Directions for this task -> Count the lines of the records below that contain the string "trace", matching case exactly, and give only the number.

Input rows ->
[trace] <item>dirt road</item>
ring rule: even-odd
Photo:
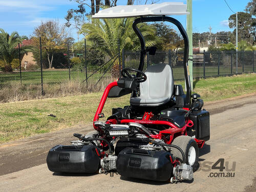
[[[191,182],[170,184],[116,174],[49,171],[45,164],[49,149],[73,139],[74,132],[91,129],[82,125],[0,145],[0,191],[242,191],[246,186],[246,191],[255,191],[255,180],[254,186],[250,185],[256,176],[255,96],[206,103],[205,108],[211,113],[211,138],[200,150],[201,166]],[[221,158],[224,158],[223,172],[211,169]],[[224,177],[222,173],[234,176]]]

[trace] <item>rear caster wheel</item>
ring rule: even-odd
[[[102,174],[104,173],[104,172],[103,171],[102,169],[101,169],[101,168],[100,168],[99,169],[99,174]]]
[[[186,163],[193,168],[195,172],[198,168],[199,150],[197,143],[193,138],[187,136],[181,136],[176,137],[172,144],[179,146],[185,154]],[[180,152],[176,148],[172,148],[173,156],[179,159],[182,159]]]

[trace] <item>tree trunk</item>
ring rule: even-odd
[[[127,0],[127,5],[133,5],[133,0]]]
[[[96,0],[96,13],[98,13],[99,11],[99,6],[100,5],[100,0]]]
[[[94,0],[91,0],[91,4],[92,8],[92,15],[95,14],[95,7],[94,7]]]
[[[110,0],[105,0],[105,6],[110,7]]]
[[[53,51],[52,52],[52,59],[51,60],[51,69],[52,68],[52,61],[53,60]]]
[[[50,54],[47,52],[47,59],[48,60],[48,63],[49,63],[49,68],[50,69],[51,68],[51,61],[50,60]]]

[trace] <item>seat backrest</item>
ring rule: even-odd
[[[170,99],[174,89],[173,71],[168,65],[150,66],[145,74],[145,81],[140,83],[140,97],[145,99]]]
---
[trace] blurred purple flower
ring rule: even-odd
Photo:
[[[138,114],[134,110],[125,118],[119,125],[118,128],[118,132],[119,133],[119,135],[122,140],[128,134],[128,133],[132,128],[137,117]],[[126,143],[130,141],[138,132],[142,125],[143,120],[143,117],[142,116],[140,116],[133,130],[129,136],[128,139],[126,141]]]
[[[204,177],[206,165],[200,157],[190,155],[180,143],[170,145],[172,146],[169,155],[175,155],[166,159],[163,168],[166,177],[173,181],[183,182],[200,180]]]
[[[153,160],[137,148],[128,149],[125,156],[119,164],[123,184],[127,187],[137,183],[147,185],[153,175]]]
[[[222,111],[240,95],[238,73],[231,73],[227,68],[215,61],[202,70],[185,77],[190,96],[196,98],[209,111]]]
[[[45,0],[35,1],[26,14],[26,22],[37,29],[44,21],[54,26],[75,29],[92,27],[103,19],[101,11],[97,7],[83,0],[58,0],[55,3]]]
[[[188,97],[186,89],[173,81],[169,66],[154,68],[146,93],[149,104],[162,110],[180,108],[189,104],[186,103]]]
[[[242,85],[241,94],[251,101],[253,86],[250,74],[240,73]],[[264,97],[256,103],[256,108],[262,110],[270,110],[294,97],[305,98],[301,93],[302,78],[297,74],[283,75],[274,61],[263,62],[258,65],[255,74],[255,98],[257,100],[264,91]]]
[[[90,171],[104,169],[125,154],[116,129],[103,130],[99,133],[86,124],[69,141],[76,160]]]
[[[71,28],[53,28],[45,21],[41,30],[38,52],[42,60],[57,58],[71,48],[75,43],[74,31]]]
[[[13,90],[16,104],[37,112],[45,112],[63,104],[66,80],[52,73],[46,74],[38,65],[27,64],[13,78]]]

Complete response -> 5